◆ **DOCUMENT PASSAGE**:
Content starts

Vanessa: We’re here for you, Zibby.

Zibby: Thank you. I’m in a safe space.

Cara: Yes, exactly. Yours went twice as fast as this generation.

Zibby: That was another thing about the book that I was like, oh, gosh, really?

Cara: Yes.

Zibby: It’s going twice as slow. I have four kids. I’m like, oh, my god, that’s the rest of my life.

Cara: It is.

Vanessa: Basically, yes.

Cara: I always say I wanted to call this book Puberty is like Taffy. Everyone else hated that title. I love that title because it is. It has just stretched and stretched and stretched. I want you to flash back to your own puberty, your own body transformation. A, it felt like forever, and it was half as long as it is now. B, you had no idea where it was going. You didn’t know how tall you were going to be. You didn’t know how curvy you were going to be. You didn’t know how your hair texture was going to change, or your hair color. You didn’t know if you were going to have zits everywhere or no zits anywhere. You had no idea of any of it. That is their same reality. When it comes to things like body image, sometimes we adults approach things as if they should have clarity that it’s all going to be fine in the end. First of all, that’s really a very destructive approach. We don’t know where any of it is landing. Second of all, their brains don’t really care what’s happening in another five, ten, fifteen, twenty years. That is not their mental orientation. As you start to unwrap layers of your own onion on all of this, our advice is very strongly to leave those layers behind when you get into conversation with kids. As you start to think about your own experiences through and your own biases, you have to transport yourself back to that moment where you didn’t know how it was going to all work out because that’s what they’re living.

Zibby: No fun. I did appreciate, by the way — you mentioned that we had no idea how tall we would be and all that stuff. I loved your calculator, the equations of how tall. I was like, no way. I’m sitting there. I grab my phone. I’m like, calculator.

Author: It’s what makes me popular at a cocktail party.

Content ends

◆ **BRIEF A**: In the puberty interview, rewrite everything from "Zibby: That was" down to "Cara: It is.", swapping "four kids" for "three kids".
◆ **BRIEF B**: Extend the puberty interview with a few more exchanges, starting after its last line.

◆ **INFORMATION PROVIDED**:
Content starts

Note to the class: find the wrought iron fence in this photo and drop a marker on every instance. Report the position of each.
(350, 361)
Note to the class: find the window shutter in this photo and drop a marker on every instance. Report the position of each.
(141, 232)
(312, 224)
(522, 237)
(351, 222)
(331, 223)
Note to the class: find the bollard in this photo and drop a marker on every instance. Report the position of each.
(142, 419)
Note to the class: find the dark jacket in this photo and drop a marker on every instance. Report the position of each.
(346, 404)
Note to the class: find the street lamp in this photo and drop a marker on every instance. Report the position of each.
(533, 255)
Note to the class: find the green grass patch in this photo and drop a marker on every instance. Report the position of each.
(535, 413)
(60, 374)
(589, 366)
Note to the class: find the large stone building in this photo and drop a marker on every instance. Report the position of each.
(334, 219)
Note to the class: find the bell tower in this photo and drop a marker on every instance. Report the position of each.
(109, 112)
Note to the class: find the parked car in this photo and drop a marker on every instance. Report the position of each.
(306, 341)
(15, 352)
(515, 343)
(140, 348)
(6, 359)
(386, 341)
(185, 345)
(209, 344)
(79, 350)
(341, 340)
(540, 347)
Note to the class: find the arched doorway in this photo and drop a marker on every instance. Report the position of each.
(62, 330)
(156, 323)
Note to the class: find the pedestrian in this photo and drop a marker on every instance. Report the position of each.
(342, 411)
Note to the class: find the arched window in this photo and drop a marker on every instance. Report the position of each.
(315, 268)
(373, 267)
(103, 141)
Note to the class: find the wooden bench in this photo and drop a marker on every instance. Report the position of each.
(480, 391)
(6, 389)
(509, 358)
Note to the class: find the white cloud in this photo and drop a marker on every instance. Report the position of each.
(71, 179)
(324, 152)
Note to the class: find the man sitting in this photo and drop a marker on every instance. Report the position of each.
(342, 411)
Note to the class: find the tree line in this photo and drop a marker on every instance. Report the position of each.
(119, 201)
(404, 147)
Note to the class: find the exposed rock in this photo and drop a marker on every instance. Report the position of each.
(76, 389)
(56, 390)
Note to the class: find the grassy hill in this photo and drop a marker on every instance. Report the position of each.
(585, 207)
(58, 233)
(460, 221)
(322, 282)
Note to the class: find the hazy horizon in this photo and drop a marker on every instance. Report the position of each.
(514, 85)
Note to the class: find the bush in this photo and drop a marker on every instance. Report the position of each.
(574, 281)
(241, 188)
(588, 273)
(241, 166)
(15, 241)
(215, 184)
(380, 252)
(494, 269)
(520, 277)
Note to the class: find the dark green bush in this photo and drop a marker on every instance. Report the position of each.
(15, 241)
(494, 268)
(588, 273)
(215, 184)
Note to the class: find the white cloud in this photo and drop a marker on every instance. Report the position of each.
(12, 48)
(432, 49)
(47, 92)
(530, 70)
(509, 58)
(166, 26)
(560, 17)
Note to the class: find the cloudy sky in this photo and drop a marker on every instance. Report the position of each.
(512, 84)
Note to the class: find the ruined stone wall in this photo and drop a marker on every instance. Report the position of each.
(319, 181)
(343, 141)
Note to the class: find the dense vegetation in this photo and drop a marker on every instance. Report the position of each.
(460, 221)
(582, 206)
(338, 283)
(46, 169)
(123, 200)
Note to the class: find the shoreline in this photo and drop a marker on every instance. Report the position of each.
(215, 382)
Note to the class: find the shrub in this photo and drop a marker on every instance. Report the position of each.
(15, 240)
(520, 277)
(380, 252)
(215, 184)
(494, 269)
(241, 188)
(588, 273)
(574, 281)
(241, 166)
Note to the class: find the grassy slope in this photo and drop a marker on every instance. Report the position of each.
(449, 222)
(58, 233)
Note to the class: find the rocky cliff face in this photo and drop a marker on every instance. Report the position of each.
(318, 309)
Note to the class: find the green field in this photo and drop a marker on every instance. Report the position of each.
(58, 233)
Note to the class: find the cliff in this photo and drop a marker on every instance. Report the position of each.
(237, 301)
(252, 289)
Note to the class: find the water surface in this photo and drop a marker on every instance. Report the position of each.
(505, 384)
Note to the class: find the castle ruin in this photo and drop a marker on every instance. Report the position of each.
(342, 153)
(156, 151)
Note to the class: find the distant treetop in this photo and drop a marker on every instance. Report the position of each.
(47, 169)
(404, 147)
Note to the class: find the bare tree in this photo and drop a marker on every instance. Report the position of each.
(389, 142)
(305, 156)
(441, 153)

Content ends

◆ **ANSWER SPACE A**:
Zibby: That was another thing about the book that I was like, oh, gosh, really?

Cara: Yes.

Zibby: It’s going twice as slow. I have three kids. I’m like, oh, my god, that’s the rest of my life.

Cara: It is.

◆ **ANSWER SPACE B**:
Author: Do you like this line? My mother always says to me, “You were supposed to be taller. You were supposed to be 5’9″.” I’m like, “I’m really sorry. I don’t know what to tell you.” That’s the thing. Even with the little calculator, we can end up — all of our expectations, our hopes and dreams of how they’re going to turn out, it may just not happen that way. We spent a long time formatting that in the book, actually, because we wanted to make sure it was just right, the calculations looked just right.

Zibby: It was perfect. I took my daughter to the Barnes & Noble in Union Square the other day. They have a Starbucks there. She was ordering a Refresher, which we’ve gotten all summer long. I don’t know if your kids drink those.

Author: Oh, my god, my daughter’s obsessed with Refreshers.

Zibby: The barista was like, “Just so you know, there’s as much caffeine in here as in an espresso.” I was like, “What? There’s caffeine in Refreshers?” Literally, my daughter, who’s ten, looks up at me, and she’s like, “That’s why I’m so short.” I was like, “No, you’re short because I’m 5’2″. You’re not going to be tall. I’m sorry. You’ve had four Refreshers or something.” Maybe it’s ten Refreshers. I don’t know.

Author: My daughter drinks those weird dragon fruit, coconut milk — there’s caffeine in those?

Zibby: Yeah.

Author: Oh, my god. She has so much energy already, so I think we need to cut back on the Refreshers.

Zibby: I’m like, this explains a lot. I flashed back to all the bedtimes. Anyway, it’s nice that you had some predictive stuff in here.

Author: A little quick math.

Zibby: A little quick math. How do you prepare kids, then, while they’re in the throes of it and things are changing? Now it’s slower. There is no way to predict. It’s hard for grown-ups to handle things that are out of our control. I know you address a lot of things in this book with great scripts, which I honestly found very, very helpful. How do you make kids who are so young see that they’re really just — they can’t really understand. You know what I’m talking about? That they’re part of a bigger context of life. This will pass. They’re not going to believe you.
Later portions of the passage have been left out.